Each line from the one that contains "Each instance receives one keypoint. Mark the distant" to the end of the material must be quoted exactly; include both end lines and nothing else.

DATASET:
____

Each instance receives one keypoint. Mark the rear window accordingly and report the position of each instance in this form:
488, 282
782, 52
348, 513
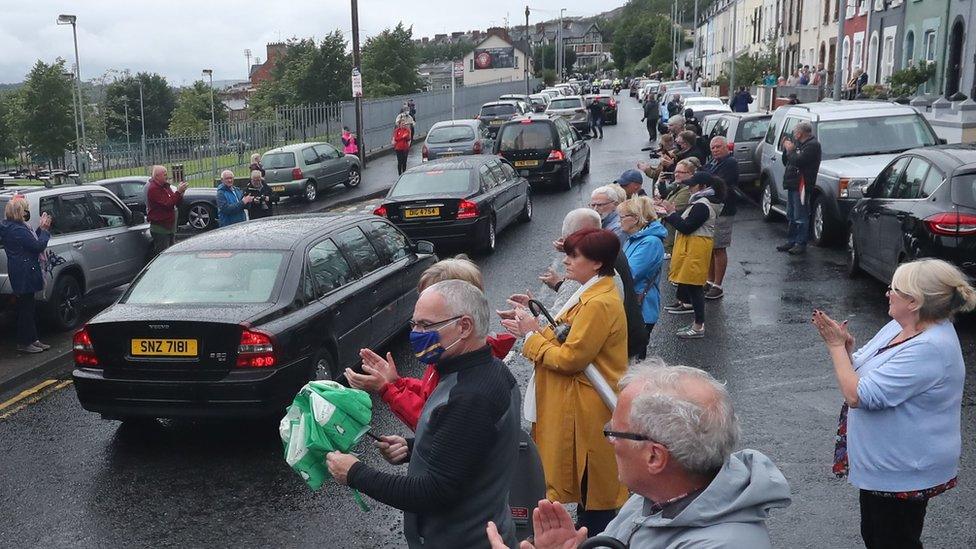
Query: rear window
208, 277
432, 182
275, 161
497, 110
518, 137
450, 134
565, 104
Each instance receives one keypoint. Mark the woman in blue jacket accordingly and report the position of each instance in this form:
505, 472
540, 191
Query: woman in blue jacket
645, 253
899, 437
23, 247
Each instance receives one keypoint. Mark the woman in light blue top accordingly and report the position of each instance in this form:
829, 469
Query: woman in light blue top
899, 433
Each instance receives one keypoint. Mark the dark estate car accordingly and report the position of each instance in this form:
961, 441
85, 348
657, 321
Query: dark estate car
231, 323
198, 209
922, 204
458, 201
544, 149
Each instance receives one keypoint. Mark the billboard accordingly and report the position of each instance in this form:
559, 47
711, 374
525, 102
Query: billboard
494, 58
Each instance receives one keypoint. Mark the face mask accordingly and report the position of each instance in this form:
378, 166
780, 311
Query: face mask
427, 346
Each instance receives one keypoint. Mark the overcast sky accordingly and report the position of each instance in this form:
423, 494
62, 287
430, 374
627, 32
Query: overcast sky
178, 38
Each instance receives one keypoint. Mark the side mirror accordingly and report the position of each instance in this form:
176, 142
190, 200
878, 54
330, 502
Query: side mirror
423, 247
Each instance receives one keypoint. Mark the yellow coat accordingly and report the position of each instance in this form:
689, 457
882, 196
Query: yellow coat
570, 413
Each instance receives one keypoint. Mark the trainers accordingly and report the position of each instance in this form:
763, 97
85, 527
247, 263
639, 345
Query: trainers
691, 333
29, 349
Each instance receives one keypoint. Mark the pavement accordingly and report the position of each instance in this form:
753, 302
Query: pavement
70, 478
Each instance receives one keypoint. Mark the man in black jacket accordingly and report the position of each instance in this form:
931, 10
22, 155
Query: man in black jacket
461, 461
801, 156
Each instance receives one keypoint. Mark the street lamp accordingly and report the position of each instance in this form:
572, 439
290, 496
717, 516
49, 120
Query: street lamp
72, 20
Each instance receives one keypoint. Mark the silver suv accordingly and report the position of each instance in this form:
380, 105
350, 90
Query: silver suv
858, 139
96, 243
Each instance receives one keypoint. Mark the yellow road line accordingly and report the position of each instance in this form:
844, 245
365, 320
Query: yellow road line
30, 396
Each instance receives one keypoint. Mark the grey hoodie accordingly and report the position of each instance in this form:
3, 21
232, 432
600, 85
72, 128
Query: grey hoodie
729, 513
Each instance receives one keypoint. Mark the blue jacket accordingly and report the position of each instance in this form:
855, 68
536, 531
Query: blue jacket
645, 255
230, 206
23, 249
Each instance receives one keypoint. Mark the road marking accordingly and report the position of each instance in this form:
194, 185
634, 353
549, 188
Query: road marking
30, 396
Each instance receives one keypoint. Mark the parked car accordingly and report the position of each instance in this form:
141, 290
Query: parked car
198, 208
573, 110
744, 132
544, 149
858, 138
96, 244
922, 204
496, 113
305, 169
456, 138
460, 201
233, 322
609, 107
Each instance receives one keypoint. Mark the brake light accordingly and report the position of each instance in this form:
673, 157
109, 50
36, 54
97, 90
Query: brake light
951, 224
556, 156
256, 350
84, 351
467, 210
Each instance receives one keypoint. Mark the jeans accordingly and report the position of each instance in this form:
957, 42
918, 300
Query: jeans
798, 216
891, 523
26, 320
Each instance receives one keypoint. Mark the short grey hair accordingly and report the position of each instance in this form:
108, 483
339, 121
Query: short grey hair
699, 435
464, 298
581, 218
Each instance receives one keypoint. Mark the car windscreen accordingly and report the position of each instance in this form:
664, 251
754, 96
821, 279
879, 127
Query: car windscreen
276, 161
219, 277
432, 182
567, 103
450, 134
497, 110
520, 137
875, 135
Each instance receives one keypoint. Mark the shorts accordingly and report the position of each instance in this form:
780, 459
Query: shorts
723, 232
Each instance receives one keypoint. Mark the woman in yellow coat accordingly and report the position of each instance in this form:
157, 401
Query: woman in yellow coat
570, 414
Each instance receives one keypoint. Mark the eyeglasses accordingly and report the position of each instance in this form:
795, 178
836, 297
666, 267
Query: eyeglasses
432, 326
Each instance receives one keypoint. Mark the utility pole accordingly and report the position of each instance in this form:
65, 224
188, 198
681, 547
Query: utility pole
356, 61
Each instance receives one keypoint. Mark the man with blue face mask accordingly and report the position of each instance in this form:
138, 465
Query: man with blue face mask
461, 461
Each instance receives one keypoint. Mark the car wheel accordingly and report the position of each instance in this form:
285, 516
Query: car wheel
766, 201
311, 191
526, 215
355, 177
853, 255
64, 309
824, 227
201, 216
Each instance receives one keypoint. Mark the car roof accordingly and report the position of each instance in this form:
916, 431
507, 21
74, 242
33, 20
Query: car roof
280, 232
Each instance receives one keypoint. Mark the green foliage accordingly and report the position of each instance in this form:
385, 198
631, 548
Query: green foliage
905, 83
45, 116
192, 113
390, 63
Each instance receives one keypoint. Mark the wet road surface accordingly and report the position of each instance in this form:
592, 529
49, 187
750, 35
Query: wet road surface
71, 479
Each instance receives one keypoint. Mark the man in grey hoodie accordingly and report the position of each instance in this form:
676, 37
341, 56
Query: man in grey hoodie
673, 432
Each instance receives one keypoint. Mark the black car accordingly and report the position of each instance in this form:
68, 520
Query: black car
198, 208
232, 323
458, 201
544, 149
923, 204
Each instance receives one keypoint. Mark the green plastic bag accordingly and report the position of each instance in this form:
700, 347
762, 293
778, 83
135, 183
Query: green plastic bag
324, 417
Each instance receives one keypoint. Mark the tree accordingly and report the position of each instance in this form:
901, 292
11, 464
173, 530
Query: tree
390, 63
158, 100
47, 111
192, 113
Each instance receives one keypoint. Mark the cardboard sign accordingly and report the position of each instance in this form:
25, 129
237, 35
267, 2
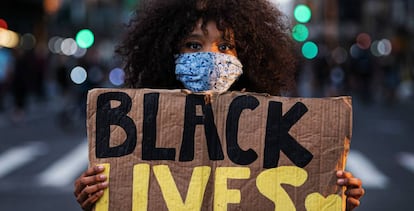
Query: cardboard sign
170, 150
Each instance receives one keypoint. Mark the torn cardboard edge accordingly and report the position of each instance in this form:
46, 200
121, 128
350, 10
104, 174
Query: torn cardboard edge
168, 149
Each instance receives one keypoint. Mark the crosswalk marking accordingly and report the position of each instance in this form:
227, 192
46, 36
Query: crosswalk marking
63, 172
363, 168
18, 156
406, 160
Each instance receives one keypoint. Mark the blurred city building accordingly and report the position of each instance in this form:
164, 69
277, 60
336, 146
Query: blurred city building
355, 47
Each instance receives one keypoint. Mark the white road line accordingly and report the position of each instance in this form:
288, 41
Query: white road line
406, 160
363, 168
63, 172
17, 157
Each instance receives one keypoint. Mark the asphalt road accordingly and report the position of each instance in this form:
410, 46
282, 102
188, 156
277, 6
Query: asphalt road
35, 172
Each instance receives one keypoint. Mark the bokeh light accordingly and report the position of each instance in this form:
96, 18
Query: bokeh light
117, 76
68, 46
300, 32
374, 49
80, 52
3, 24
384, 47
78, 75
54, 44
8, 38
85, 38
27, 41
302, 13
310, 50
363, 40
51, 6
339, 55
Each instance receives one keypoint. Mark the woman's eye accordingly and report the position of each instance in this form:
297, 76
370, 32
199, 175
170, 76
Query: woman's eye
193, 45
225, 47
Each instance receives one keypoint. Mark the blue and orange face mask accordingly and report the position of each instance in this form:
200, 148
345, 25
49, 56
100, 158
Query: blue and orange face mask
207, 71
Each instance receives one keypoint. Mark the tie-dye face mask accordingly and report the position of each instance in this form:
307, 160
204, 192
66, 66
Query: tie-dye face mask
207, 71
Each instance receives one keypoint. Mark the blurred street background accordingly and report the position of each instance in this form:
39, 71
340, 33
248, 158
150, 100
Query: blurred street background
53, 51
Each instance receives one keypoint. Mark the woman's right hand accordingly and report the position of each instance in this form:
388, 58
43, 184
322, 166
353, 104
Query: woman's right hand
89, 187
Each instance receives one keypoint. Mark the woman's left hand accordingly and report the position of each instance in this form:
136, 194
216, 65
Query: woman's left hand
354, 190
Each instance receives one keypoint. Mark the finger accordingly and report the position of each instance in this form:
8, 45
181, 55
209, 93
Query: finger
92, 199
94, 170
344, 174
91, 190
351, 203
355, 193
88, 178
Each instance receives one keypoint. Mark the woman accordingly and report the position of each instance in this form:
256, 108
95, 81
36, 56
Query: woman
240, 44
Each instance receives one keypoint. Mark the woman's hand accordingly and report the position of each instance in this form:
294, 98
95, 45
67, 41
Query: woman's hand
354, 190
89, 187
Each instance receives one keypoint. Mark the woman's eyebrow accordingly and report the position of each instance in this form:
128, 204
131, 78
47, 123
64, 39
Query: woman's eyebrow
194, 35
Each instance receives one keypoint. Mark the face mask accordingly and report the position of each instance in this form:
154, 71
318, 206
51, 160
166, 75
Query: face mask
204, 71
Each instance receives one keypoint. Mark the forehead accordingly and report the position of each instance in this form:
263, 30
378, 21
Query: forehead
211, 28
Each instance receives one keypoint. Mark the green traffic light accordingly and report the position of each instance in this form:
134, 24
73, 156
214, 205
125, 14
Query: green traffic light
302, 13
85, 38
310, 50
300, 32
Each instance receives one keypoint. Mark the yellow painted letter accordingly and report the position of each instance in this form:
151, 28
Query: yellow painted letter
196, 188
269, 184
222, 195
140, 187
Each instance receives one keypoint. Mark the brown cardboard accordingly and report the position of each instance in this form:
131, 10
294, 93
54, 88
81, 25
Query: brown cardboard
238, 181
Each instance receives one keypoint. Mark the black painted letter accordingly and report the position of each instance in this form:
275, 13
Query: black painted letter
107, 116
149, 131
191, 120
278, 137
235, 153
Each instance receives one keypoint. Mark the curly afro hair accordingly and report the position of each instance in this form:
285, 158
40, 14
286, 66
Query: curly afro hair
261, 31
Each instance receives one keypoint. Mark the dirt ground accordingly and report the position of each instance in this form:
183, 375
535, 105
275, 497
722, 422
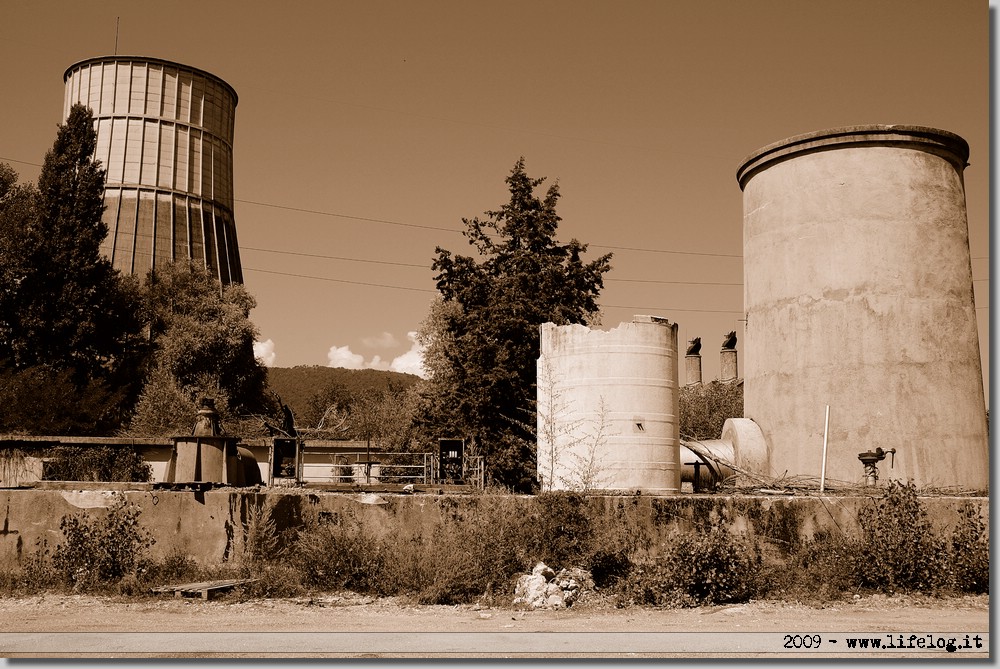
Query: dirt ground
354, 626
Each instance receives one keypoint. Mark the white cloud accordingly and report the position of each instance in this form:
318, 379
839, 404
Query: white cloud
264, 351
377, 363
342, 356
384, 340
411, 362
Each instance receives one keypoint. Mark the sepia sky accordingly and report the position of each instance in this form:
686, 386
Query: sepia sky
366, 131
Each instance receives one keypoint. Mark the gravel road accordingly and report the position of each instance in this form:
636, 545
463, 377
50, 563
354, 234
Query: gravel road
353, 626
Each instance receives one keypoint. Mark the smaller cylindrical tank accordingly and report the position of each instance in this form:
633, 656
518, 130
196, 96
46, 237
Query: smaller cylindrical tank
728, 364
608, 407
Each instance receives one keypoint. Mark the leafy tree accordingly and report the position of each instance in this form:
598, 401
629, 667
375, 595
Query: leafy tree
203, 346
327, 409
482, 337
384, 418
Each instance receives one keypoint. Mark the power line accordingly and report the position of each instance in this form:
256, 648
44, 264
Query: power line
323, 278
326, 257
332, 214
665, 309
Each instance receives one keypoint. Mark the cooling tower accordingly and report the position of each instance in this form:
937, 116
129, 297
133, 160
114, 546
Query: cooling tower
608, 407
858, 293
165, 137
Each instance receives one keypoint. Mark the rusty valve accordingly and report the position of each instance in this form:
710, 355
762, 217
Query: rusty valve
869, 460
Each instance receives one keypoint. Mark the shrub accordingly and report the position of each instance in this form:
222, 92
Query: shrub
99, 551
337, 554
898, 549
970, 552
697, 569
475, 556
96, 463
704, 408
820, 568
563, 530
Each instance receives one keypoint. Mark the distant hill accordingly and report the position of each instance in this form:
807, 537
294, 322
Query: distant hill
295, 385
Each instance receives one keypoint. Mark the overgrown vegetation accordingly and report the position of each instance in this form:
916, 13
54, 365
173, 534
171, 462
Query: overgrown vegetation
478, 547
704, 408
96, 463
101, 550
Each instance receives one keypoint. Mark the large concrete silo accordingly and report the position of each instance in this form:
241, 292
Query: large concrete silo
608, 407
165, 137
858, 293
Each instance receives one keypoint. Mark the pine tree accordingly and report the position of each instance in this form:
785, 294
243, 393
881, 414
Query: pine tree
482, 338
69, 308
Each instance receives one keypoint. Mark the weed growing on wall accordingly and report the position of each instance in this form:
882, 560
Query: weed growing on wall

____

SOLUTION TO THE EXERCISE:
Each instance receives one keypoint. Mark the distant hill accordingly and report the position of each instance in this form:
807, 537
294, 322
Query: distant hill
295, 385
Each instance receives one keypoint. Mark the overgrown vegetation accordingly and report the position of each instance in this form:
916, 13
54, 365
173, 534
171, 462
Query: overgrown vegetation
478, 547
704, 408
96, 463
101, 550
Each instance receives one keypoint. Mark the large concrete silo accordingly and report the position of each instance in this form:
241, 292
Query: large concrete silo
608, 407
165, 137
858, 293
Each instance receives one keypoint. Mark the pine tree accordingly and report the position of each instance in this form:
785, 294
243, 393
881, 414
Query: pine tree
482, 338
69, 308
Each instance receives one keypoint. Mark the weed growing on wall accordingly and report the position of each instance in this form:
882, 560
Query: weed growing on wall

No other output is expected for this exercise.